+++ Excerpted records

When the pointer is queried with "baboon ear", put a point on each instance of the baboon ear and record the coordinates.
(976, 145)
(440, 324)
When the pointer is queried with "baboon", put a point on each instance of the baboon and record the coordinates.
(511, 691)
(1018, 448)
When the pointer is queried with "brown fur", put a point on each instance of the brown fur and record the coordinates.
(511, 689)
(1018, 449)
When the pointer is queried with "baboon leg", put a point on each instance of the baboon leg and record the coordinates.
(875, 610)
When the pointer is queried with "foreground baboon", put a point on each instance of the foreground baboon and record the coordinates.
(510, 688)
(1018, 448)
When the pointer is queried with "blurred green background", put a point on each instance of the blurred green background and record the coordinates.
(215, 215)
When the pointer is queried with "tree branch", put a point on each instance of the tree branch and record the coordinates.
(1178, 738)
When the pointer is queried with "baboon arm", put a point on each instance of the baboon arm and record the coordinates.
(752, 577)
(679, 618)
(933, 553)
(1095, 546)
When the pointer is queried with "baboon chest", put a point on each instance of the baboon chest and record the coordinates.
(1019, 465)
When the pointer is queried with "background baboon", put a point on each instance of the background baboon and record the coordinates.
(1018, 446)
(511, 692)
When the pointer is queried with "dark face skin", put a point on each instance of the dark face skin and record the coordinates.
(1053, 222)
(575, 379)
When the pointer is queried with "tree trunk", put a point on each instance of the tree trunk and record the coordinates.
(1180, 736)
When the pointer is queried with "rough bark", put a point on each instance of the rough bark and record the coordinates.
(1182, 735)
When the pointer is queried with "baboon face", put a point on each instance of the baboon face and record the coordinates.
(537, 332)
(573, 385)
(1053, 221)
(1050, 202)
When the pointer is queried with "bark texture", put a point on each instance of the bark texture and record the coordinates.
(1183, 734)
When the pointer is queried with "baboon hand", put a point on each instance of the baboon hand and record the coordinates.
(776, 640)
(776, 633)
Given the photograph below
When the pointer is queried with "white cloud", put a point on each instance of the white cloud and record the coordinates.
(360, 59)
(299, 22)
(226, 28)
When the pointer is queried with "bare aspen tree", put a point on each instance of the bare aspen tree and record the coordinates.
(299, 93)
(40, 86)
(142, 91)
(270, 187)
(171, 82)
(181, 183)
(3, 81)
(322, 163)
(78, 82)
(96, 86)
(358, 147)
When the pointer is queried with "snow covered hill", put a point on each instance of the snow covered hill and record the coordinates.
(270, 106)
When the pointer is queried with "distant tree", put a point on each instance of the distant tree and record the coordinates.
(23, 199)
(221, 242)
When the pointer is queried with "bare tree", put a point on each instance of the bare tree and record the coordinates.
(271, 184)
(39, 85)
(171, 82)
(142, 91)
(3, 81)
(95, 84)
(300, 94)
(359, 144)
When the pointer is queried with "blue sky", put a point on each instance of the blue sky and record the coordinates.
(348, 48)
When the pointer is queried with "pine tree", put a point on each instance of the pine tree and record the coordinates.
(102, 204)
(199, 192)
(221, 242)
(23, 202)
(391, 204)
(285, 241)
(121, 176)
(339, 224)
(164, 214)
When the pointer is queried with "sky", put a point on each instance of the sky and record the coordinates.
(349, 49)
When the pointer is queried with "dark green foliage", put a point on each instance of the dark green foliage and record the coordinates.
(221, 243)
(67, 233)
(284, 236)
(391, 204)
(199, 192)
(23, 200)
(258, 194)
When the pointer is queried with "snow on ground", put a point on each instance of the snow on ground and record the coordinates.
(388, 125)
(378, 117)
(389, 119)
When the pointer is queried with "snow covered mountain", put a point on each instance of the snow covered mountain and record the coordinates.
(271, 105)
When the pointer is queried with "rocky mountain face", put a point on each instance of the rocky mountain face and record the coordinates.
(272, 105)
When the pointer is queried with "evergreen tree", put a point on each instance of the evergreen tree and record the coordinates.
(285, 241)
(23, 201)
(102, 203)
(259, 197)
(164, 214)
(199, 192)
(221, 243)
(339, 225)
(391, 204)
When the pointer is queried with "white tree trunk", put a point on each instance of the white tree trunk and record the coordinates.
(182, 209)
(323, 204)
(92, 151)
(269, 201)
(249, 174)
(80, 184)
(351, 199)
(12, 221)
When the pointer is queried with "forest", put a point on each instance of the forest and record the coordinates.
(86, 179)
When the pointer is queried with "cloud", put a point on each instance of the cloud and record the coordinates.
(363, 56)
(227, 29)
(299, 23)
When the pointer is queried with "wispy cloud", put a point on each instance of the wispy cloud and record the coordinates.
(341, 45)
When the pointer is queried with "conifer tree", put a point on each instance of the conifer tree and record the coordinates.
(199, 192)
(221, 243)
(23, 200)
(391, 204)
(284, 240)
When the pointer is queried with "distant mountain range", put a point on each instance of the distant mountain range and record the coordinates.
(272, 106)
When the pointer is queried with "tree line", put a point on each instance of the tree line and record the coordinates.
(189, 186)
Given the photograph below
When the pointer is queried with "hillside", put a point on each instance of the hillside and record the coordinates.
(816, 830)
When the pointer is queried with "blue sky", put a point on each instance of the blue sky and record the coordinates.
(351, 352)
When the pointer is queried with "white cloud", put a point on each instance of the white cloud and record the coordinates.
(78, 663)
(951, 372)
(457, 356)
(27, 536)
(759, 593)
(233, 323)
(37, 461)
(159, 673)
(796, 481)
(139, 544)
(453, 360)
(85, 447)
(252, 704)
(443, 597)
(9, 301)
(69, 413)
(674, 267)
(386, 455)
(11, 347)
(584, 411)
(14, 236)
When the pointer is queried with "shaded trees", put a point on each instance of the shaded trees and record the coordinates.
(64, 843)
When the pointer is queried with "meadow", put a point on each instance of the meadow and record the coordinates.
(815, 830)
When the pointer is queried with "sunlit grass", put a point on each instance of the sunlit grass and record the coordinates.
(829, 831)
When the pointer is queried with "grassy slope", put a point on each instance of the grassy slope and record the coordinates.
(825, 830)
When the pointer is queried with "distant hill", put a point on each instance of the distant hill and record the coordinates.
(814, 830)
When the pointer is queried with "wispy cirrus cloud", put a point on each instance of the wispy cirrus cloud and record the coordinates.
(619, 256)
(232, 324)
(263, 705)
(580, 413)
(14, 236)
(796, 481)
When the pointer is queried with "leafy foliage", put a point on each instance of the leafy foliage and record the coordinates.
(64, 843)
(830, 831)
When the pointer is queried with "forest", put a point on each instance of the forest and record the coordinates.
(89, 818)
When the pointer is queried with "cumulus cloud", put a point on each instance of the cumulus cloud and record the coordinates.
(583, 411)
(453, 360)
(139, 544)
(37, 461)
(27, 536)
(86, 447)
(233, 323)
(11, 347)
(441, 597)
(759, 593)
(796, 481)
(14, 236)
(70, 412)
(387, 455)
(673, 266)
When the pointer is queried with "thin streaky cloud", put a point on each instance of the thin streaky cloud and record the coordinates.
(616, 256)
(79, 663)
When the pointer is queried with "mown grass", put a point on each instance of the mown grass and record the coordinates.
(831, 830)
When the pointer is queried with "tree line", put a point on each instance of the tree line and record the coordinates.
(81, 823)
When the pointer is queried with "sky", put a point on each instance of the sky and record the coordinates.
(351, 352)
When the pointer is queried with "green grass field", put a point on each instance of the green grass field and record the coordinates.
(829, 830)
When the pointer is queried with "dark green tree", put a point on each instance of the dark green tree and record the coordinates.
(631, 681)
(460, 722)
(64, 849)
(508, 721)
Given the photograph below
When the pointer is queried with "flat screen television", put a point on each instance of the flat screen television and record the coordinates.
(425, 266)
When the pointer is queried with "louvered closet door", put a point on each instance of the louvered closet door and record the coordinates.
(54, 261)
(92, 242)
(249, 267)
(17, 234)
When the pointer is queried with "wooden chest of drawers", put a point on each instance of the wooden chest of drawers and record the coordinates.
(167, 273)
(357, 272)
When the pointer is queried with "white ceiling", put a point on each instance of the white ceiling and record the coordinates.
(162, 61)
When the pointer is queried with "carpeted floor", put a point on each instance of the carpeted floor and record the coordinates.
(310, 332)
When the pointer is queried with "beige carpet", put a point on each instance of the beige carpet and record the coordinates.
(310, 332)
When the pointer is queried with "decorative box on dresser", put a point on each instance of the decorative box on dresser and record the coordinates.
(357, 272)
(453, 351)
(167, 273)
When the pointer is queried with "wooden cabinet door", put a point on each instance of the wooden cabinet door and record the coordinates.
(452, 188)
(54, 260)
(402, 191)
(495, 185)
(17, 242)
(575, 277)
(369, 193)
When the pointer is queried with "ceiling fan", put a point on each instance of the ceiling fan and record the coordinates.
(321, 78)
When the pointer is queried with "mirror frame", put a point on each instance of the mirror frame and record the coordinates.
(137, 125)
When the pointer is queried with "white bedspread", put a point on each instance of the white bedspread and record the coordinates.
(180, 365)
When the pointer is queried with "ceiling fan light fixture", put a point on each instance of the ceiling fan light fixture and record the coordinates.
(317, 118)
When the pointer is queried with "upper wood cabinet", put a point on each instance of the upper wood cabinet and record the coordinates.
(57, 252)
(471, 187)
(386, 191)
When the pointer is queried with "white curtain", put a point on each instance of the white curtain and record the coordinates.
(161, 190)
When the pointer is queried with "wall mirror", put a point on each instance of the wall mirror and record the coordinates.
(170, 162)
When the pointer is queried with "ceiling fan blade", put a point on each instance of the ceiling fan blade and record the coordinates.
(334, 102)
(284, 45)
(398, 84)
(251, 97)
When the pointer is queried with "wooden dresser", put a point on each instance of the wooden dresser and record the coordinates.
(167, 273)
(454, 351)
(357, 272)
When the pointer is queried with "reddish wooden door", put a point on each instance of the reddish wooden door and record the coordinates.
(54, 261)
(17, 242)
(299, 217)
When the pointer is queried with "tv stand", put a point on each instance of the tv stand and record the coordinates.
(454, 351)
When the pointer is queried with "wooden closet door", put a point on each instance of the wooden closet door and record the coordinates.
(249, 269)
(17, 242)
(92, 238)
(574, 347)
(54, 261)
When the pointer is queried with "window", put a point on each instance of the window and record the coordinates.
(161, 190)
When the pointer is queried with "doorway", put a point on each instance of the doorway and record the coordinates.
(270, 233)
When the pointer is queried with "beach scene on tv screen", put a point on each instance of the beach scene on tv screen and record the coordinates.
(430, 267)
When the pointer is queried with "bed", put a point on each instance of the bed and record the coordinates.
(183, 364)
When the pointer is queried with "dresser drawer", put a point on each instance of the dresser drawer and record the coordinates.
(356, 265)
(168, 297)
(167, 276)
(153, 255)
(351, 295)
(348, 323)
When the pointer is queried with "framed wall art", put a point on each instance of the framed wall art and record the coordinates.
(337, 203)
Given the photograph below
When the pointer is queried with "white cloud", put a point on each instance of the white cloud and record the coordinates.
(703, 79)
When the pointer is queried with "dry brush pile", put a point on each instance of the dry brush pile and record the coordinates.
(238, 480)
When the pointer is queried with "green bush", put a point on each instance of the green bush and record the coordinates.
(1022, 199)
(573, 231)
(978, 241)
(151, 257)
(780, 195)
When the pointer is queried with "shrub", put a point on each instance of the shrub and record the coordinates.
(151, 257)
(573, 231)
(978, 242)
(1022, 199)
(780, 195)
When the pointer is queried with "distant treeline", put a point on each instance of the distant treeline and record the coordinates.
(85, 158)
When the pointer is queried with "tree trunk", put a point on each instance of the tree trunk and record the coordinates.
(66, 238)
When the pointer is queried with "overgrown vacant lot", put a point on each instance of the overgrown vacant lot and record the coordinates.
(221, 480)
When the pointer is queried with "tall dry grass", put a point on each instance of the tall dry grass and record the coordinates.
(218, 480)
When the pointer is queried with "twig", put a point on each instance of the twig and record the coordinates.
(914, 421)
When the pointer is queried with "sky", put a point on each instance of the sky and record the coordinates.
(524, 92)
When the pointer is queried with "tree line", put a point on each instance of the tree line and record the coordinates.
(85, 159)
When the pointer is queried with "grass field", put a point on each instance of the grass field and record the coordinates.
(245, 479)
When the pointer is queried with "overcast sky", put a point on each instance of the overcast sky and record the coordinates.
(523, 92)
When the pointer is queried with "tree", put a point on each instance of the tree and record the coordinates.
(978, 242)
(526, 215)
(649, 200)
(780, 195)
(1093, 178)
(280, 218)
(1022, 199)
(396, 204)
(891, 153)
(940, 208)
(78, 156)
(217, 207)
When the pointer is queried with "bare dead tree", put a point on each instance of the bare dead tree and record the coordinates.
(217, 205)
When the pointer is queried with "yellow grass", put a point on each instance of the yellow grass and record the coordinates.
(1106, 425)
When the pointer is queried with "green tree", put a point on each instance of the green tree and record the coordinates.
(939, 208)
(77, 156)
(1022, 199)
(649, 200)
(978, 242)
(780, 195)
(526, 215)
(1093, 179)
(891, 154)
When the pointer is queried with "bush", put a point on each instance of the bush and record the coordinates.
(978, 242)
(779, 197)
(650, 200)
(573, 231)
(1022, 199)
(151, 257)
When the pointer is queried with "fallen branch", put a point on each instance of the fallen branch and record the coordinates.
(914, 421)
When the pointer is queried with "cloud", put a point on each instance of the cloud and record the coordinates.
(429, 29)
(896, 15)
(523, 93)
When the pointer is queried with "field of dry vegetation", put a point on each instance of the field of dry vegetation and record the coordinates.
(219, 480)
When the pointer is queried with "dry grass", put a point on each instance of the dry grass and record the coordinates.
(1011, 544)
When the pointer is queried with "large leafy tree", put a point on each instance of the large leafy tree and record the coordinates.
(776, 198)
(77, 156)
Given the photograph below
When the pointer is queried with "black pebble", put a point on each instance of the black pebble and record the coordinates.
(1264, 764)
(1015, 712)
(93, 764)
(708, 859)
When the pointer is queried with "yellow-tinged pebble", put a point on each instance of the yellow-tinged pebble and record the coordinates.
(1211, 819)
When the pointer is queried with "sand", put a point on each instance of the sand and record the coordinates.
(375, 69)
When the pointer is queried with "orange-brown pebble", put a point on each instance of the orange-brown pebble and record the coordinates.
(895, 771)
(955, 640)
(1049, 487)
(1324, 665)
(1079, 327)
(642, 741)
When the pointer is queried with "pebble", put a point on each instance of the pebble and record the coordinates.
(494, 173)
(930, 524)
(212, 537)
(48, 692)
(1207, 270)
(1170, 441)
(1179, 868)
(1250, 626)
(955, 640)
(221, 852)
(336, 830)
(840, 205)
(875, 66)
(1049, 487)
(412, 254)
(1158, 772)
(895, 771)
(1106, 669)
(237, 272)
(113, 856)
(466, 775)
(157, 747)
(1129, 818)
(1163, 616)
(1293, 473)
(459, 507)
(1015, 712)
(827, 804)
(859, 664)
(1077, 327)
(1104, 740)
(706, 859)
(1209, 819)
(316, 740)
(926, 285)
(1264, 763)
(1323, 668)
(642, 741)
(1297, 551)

++++++

The request:
Begin at the line containing "leafy tree and record the coordinates." and reproduce each line through the end of the records above.

Written answer:
When the pointer is queried with "large leafy tree", put a point on each instance of the large leafy tree and record the coordinates.
(776, 198)
(77, 156)
Given the photograph below
When the pointer is queried with "black pebble", put a point on each instance of the black pebble and record the coordinates.
(1264, 764)
(1015, 712)
(93, 764)
(708, 859)
When the pointer is queried with "yellow-tinged pebble", put a point on each instance of the yellow-tinged pebble and record the coordinates.
(1211, 819)
When the pointer is queried with "sand", put a point on each instance of the sand and record the coordinates.
(375, 69)
When the pointer is queried with "orange-brown pebble", put a point on each instance of the orange-brown pebble and record the coordinates.
(895, 771)
(955, 640)
(1049, 487)
(1324, 665)
(1079, 327)
(642, 741)
When the pointer is queried with "pebble", put a point on each instance of the pebble and record the coordinates.
(494, 173)
(930, 524)
(212, 537)
(48, 692)
(1207, 270)
(1170, 441)
(1179, 868)
(1250, 626)
(955, 640)
(221, 852)
(336, 830)
(840, 205)
(875, 66)
(1049, 487)
(412, 254)
(1158, 772)
(895, 771)
(1106, 669)
(237, 272)
(113, 856)
(466, 775)
(157, 747)
(1129, 818)
(1163, 616)
(1293, 473)
(459, 507)
(1015, 712)
(827, 804)
(859, 664)
(1077, 327)
(1104, 740)
(706, 859)
(1209, 819)
(316, 740)
(926, 285)
(1264, 763)
(1323, 668)
(642, 741)
(1297, 551)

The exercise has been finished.